* Request *
Can you reproduce every line of the entries, starting at the line containing "Where can you see the dog's snout" and ending at the line containing "point(257, 135)", with 39 added to each marker coordinate but the sample coordinates inside the requests left as they are?

* Raw data *
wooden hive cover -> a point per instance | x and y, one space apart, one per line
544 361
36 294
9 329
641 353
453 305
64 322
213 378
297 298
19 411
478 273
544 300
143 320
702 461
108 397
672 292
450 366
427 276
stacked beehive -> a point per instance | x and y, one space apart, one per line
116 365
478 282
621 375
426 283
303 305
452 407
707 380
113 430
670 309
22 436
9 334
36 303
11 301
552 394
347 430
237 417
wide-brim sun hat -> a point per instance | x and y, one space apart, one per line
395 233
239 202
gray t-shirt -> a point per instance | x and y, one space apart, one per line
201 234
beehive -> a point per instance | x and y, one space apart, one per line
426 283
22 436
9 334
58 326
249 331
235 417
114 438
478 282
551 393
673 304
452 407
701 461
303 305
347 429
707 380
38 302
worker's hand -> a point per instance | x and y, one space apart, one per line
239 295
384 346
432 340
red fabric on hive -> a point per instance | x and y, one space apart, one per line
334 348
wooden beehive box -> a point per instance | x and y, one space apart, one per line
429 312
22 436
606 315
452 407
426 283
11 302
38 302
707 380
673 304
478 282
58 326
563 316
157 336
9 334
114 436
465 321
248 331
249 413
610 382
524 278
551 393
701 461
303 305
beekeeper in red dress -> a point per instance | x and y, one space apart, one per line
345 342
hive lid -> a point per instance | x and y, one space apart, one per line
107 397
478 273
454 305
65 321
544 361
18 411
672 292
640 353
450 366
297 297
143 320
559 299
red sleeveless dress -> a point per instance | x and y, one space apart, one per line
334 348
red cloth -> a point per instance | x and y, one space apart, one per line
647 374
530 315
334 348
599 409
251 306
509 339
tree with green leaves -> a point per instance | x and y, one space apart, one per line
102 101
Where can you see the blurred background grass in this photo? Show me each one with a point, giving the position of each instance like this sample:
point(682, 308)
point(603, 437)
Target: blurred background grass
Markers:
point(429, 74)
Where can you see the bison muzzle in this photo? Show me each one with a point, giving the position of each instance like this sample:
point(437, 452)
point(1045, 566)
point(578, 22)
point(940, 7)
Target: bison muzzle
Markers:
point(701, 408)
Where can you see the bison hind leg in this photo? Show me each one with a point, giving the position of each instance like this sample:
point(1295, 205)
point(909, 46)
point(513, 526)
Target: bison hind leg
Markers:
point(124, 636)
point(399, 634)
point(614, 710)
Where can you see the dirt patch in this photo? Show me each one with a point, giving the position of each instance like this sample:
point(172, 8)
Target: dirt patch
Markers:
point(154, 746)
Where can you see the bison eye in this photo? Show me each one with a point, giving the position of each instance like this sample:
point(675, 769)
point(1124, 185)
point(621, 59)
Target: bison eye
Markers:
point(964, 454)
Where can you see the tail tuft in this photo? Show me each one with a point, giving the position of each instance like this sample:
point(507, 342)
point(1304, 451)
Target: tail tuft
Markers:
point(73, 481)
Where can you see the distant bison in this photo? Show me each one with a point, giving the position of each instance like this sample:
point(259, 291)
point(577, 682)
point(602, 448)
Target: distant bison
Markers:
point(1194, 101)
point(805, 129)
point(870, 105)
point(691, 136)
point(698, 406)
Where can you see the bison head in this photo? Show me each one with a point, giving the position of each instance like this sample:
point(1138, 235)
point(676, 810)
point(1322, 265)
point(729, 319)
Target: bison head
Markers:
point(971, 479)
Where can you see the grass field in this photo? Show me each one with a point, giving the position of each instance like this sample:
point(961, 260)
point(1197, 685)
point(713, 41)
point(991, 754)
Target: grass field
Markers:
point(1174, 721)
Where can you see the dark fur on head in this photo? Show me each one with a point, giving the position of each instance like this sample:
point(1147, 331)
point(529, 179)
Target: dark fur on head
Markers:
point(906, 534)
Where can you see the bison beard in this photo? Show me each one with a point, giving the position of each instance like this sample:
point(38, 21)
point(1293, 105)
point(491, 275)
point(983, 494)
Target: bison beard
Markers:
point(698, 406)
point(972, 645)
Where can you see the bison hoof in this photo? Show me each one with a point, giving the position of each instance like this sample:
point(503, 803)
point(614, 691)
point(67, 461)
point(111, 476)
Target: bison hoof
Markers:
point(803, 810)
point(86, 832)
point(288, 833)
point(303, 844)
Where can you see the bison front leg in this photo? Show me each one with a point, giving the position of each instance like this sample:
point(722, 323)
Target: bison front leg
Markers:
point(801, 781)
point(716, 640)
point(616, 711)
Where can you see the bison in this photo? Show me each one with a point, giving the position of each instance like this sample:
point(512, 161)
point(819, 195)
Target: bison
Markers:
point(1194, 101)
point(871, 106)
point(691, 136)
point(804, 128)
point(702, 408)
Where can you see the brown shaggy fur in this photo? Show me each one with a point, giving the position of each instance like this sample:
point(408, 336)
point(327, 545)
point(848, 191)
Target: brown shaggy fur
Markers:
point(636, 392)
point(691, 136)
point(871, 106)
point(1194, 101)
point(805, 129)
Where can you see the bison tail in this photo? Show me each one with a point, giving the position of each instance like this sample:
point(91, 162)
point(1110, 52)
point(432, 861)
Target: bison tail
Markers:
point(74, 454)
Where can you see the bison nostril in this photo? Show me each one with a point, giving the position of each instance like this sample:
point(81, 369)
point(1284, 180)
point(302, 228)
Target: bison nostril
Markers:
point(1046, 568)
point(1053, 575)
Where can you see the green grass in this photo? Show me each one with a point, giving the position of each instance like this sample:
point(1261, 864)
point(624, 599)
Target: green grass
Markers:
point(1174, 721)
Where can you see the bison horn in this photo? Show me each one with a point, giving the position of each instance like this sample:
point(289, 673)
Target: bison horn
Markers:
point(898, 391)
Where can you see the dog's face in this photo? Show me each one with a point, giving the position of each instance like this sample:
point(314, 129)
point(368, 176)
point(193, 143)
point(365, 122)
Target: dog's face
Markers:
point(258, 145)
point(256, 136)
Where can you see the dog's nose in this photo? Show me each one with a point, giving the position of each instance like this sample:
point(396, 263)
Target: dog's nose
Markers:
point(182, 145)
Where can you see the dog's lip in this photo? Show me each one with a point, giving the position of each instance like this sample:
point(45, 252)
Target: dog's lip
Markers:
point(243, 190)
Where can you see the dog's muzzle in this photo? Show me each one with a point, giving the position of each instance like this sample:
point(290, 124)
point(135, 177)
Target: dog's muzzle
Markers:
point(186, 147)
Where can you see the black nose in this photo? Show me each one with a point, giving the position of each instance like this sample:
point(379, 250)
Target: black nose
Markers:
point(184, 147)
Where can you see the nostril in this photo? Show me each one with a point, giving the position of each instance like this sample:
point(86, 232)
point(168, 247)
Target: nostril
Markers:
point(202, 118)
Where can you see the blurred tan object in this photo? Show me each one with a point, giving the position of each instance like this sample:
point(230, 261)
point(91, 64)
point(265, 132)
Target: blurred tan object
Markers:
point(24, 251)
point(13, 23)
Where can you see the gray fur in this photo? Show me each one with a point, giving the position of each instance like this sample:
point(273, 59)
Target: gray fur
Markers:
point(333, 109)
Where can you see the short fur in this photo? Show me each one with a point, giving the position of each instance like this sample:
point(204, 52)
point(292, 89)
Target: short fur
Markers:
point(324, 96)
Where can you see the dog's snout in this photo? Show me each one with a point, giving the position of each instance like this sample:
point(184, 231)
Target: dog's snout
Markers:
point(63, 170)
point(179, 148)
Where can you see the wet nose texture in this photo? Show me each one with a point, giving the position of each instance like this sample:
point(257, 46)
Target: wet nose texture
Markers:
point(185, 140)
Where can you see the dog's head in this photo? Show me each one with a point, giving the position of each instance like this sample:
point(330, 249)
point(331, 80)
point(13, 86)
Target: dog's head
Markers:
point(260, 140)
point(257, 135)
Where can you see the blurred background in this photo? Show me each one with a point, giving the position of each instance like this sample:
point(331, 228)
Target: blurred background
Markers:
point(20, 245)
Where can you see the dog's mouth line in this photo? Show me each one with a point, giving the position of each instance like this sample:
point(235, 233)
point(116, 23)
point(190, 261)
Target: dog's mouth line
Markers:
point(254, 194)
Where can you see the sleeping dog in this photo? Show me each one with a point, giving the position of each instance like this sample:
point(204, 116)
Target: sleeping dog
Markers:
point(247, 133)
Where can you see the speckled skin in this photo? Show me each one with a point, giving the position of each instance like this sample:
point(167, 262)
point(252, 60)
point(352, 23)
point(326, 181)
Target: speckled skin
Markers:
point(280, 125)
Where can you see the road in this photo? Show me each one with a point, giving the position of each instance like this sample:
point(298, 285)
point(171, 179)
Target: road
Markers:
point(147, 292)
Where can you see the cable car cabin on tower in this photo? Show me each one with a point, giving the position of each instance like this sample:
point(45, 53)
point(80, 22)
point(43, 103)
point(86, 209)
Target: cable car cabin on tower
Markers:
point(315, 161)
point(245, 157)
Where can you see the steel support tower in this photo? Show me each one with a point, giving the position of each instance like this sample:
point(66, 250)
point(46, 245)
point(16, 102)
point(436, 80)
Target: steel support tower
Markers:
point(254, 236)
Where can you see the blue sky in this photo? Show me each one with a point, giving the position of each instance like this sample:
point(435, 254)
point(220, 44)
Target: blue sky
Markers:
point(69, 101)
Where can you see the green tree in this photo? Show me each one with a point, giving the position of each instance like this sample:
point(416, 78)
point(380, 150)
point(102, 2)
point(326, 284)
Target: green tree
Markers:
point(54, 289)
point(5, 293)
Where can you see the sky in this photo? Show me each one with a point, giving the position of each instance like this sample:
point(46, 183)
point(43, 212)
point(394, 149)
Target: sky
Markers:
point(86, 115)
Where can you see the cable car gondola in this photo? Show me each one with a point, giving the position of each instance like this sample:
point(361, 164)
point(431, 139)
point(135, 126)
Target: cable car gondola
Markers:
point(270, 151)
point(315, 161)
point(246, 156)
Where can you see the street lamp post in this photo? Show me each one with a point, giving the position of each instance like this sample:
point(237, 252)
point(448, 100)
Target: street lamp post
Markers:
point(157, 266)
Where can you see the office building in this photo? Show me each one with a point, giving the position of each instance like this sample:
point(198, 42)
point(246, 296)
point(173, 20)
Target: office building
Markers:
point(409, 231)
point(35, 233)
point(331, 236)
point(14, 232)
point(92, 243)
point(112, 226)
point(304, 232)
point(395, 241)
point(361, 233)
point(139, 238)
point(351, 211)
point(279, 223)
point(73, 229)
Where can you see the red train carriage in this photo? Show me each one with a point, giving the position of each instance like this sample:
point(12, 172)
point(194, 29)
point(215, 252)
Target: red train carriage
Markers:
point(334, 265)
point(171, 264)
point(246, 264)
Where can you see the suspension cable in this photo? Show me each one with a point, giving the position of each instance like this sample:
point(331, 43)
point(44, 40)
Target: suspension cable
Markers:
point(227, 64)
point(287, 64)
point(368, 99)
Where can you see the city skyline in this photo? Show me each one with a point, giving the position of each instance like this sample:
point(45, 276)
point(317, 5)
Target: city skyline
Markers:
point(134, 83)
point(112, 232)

* Answer in full *
Where can you see the dog's snout in this photo? Show me each one with a point, giving the position of each instance like this sample:
point(184, 231)
Target: dog's snout
Markers:
point(102, 209)
point(218, 187)
Where can you see the wet nose texture in this photo? Show me each one with a point, giving the position of each instance like this sample:
point(257, 46)
Target: wet nose texture
Markers:
point(224, 179)
Where can you see the dog's head in this photo? Show me each one with a point, giving the position of each instance like this sample:
point(330, 249)
point(331, 80)
point(13, 86)
Target: dog's head
Markers:
point(299, 179)
point(296, 174)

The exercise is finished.